▶ [PROBLEM TO WORK ON] Rewrite the records below, replacing "positive clicks" with "foreground clicks" everywhere and leaving everything else unchanged. Omit the pictures from your answer.

▶ [PROVIDED ENTRIES]
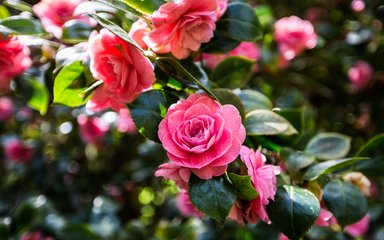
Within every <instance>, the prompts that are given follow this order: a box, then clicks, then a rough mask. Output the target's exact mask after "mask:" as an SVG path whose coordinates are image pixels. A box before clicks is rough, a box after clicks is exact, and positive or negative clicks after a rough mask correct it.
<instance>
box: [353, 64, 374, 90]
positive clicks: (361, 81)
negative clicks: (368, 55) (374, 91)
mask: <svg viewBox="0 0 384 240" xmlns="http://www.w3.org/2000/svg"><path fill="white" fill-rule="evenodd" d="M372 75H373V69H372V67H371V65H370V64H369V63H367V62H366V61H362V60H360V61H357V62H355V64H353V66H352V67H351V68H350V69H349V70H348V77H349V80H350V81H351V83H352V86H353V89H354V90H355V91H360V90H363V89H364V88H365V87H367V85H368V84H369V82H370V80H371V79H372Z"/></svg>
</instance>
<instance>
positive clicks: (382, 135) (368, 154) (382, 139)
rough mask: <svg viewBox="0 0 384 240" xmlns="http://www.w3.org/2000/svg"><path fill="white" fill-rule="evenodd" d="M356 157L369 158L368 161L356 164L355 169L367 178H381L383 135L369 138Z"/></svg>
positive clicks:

▶ [EXERCISE RESULT]
Within every <instance>, the prompts that are given follow this order: a box, then clicks, then a rough mask. Output the target's exact mask after "mask:" as an SVG path whose coordinates are image pixels. A box before clicks is rough, a box after clicks is exact, and positive or negative clicks after a rough mask correct it.
<instance>
box: [353, 64, 374, 90]
foreground clicks: (361, 81)
negative clicks: (368, 55) (374, 91)
mask: <svg viewBox="0 0 384 240" xmlns="http://www.w3.org/2000/svg"><path fill="white" fill-rule="evenodd" d="M372 75H373V69H372V67H371V65H370V64H369V63H367V62H366V61H362V60H360V61H357V62H355V64H353V66H352V67H351V68H350V69H349V70H348V77H349V80H350V81H351V83H352V86H353V89H354V90H355V91H360V90H363V89H364V88H365V87H367V85H368V84H369V82H370V80H371V79H372Z"/></svg>
</instance>
<instance>
foreground clicks: (382, 135) (368, 154) (382, 139)
rough mask: <svg viewBox="0 0 384 240" xmlns="http://www.w3.org/2000/svg"><path fill="white" fill-rule="evenodd" d="M356 157L369 158L368 161L356 164L355 169L367 178H381L383 135L369 138Z"/></svg>
foreground clicks:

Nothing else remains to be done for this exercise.